The task: The lines below, beginning at the one that contains "the small annex building" and ending at the last, are to be retyped exactly.

** Opening Data provided block **

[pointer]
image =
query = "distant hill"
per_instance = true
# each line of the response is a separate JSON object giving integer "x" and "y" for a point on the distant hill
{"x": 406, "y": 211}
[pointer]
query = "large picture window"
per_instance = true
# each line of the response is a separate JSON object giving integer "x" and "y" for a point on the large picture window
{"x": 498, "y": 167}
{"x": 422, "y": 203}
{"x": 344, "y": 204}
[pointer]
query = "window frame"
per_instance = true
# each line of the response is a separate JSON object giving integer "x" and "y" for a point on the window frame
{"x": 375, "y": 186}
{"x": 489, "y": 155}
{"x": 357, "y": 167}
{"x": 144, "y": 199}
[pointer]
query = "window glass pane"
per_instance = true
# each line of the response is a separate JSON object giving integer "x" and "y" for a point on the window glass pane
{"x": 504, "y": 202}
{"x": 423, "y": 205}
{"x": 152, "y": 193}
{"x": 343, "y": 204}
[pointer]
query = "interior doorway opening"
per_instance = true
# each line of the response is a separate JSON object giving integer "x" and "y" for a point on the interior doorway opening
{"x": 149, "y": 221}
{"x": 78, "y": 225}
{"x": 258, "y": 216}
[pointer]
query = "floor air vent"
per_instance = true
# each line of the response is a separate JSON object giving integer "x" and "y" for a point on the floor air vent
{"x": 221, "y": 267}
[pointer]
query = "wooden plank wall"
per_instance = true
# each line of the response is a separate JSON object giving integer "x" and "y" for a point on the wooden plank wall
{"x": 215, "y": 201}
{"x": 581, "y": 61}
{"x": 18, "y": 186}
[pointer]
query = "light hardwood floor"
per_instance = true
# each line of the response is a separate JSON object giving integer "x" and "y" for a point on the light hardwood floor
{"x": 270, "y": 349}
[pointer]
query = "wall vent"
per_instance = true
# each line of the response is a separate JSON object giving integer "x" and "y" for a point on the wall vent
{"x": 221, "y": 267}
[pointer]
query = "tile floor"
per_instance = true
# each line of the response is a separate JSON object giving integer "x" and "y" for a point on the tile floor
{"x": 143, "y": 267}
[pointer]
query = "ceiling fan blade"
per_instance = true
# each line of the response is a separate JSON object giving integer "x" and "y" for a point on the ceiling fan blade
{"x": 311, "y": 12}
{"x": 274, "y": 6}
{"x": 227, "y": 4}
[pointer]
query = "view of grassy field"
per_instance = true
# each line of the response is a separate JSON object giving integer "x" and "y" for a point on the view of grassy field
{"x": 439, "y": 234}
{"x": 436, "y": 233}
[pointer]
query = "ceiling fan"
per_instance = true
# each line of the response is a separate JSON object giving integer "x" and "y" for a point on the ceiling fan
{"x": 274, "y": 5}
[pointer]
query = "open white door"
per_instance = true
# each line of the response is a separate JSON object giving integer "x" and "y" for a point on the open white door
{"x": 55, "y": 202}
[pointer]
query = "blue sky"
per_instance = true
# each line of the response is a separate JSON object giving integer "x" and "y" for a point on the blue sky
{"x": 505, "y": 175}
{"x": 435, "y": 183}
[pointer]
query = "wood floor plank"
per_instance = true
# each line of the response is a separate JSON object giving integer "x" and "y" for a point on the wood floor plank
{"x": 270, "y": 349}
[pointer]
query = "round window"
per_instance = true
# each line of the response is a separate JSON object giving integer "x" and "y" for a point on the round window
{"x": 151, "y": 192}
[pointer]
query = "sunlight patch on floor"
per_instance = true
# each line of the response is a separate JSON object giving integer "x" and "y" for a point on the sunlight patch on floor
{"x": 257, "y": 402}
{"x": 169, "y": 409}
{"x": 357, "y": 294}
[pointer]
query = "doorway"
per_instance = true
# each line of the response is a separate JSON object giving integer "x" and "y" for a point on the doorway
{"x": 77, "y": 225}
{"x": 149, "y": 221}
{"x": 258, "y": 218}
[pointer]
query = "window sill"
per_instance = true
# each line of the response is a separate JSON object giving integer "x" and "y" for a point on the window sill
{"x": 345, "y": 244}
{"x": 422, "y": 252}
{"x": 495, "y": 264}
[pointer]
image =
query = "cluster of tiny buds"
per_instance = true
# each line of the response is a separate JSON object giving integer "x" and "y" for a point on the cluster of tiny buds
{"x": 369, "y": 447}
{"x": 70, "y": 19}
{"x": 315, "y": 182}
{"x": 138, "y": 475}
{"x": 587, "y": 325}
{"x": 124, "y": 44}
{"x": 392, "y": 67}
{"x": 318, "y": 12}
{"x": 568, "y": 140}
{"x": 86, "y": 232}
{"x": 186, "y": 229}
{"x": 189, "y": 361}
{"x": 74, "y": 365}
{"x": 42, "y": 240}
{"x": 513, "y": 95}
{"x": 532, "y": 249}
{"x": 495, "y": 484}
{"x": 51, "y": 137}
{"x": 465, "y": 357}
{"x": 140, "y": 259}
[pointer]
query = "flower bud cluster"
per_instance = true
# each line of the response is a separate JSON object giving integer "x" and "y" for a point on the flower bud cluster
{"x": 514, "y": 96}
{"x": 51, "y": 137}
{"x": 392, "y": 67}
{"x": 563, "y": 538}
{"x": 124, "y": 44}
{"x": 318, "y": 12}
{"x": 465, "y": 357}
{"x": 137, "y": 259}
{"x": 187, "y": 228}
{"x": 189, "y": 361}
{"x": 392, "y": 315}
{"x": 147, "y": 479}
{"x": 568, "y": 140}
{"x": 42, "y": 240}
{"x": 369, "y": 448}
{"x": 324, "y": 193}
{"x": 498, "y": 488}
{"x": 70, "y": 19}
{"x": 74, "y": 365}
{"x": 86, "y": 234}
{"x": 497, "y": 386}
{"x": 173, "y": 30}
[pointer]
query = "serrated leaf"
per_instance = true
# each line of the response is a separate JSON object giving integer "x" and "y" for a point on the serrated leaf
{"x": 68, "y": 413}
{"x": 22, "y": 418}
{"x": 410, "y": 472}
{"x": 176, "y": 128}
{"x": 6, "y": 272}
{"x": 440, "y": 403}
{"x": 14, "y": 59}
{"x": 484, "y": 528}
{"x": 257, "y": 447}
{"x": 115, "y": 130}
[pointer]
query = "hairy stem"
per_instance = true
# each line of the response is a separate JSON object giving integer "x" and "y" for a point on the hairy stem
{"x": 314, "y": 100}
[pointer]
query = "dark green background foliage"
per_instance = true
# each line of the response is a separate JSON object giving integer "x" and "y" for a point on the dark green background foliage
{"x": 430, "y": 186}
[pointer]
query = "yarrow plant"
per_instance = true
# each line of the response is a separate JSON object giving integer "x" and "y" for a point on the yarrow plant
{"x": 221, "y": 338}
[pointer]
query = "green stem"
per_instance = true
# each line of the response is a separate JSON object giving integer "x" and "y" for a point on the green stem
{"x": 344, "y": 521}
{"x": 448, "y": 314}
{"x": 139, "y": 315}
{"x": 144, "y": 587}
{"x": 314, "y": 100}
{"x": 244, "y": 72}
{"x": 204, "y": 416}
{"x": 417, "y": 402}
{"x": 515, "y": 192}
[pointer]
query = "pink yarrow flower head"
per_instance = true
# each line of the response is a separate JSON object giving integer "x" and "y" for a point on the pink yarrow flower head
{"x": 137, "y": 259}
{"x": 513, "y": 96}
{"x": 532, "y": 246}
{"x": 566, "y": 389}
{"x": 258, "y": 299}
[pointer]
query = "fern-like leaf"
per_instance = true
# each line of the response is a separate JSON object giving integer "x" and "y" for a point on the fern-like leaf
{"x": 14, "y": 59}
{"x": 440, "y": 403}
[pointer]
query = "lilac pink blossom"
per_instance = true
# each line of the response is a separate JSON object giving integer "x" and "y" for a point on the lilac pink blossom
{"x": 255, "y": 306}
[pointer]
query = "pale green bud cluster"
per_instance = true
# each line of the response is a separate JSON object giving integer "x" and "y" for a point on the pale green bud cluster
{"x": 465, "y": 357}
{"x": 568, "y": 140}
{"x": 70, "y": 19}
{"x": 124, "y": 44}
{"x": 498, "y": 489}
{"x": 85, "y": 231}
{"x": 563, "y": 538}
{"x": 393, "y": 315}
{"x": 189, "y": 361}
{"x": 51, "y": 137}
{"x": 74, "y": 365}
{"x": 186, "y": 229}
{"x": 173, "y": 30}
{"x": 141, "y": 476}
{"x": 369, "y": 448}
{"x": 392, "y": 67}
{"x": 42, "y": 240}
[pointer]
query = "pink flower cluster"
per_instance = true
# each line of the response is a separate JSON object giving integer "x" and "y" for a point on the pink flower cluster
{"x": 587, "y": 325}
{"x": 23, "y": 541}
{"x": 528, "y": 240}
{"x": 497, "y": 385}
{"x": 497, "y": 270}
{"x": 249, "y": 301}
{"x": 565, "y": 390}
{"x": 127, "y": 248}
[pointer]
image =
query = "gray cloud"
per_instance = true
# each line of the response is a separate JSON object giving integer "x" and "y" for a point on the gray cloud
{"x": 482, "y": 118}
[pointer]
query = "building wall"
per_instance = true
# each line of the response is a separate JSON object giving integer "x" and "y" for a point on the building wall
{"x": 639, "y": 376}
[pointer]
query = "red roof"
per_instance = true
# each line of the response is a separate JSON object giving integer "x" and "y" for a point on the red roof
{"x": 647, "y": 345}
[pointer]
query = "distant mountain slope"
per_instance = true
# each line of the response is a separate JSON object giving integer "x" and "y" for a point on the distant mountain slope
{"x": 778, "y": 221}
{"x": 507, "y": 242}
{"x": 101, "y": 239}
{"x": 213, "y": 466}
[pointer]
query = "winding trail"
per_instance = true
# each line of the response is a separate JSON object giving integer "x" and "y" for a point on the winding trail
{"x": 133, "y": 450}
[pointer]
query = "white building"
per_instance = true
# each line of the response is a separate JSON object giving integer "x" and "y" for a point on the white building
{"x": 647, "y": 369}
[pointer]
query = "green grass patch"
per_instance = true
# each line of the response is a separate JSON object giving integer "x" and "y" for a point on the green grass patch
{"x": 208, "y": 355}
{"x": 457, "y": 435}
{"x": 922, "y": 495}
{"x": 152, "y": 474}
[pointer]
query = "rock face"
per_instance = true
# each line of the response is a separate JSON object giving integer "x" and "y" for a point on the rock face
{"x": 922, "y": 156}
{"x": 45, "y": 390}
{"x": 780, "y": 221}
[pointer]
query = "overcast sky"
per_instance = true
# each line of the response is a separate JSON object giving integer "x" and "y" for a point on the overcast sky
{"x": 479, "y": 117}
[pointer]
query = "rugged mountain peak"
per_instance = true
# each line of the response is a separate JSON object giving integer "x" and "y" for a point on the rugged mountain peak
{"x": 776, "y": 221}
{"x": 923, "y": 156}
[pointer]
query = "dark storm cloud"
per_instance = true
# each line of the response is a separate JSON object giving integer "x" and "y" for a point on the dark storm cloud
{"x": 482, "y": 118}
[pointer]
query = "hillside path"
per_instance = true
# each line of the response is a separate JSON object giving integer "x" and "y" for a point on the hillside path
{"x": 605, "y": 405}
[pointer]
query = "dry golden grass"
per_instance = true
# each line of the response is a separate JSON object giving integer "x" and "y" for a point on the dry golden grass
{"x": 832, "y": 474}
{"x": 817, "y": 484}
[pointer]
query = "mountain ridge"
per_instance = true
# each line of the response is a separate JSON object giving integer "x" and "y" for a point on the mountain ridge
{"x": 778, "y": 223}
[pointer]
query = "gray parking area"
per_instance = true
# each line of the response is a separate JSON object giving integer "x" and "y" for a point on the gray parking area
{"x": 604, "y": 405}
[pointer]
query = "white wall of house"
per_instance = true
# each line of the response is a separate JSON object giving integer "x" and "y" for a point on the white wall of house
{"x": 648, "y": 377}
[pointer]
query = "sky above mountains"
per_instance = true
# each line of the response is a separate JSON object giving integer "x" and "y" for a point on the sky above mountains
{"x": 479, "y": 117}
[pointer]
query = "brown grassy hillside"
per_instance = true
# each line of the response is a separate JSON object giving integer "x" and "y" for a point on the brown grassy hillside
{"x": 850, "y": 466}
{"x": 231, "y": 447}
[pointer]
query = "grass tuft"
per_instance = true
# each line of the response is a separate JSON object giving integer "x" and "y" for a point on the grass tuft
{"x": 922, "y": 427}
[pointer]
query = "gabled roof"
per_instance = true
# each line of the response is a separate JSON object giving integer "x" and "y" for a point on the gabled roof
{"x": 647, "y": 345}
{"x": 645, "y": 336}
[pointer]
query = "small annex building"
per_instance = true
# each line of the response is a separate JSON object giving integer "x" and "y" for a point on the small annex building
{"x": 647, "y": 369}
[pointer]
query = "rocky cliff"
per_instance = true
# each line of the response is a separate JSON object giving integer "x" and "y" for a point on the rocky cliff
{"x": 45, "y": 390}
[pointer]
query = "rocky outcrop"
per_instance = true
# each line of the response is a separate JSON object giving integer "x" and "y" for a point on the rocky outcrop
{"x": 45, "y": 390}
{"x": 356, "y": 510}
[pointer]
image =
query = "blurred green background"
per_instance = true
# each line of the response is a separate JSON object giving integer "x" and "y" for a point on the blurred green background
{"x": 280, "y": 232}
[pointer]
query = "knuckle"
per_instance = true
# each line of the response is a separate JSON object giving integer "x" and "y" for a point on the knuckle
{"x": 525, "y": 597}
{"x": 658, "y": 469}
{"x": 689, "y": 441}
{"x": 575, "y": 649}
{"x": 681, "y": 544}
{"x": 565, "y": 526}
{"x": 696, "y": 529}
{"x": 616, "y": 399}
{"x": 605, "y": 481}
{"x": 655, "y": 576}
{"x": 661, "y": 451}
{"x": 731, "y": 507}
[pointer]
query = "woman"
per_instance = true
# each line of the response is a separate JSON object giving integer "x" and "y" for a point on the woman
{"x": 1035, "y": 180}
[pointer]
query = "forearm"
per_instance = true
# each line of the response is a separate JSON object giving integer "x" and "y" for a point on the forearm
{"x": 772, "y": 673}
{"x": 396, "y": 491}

** Closing Data provided block **

Solved problem:
# each line of the response is a separate JSON object giving integer "x" and "y" for a point on the small annex building
{"x": 647, "y": 369}
[pointer]
query = "rocky cliff"
per_instance = true
# each line of the response is a separate JSON object giving integer "x" and "y" for a point on the rocky cliff
{"x": 45, "y": 390}
[pointer]
query = "rocky outcrop"
per_instance = true
# each line of the response is a separate JSON object giving integer "x" and "y" for a point on the rocky outcrop
{"x": 45, "y": 390}
{"x": 356, "y": 510}
[pointer]
image =
query = "blurred green background"
per_instance = true
# each line of the response is a separate JSON object giving integer "x" and "y" for a point on the blurred green background
{"x": 280, "y": 232}
[pointer]
query = "knuckle"
per_instance = true
# each line of the response is a separate JSON object giving integer "x" and "y" for a point on the knuckle
{"x": 525, "y": 597}
{"x": 658, "y": 469}
{"x": 689, "y": 441}
{"x": 575, "y": 649}
{"x": 681, "y": 544}
{"x": 565, "y": 526}
{"x": 696, "y": 529}
{"x": 616, "y": 399}
{"x": 605, "y": 481}
{"x": 655, "y": 576}
{"x": 661, "y": 451}
{"x": 731, "y": 507}
[pointer]
query = "woman"
per_instance = true
# each line of the response is a separate JSON object giving integer "x" and "y" for a point on the woman
{"x": 1035, "y": 180}
[pointer]
query = "forearm"
per_instance = true
# each line of the response is a separate JSON object giving integer "x" and "y" for a point on the forearm
{"x": 772, "y": 673}
{"x": 396, "y": 491}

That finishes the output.